Exercise materials:
*****
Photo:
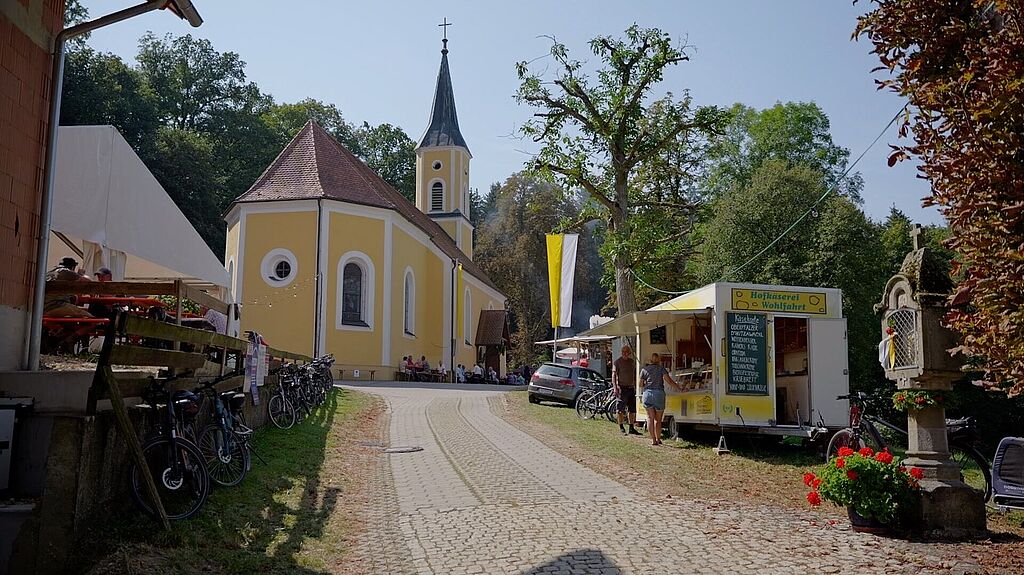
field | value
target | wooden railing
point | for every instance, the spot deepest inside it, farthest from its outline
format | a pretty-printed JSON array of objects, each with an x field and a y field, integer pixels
[{"x": 129, "y": 341}]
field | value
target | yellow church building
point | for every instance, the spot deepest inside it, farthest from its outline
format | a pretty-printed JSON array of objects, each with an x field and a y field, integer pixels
[{"x": 326, "y": 257}]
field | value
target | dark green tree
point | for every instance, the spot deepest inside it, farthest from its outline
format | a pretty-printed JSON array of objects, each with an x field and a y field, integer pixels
[
  {"x": 797, "y": 133},
  {"x": 599, "y": 134},
  {"x": 100, "y": 88},
  {"x": 388, "y": 150},
  {"x": 192, "y": 81},
  {"x": 512, "y": 251},
  {"x": 184, "y": 163}
]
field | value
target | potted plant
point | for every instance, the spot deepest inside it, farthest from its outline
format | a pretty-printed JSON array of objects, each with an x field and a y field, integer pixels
[{"x": 873, "y": 487}]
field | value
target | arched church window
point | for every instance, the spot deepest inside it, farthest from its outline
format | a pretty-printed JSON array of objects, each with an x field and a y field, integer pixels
[
  {"x": 351, "y": 305},
  {"x": 436, "y": 196},
  {"x": 409, "y": 322},
  {"x": 355, "y": 293}
]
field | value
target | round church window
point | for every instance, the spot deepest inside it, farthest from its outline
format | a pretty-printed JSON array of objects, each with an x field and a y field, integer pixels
[
  {"x": 279, "y": 267},
  {"x": 283, "y": 269}
]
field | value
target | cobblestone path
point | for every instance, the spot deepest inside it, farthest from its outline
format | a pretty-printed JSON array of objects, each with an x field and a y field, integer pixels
[{"x": 482, "y": 496}]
*****
Collect every line of the records that contains the string "church", matching case exactly.

target | yellow church building
target | arched church window
target | round church window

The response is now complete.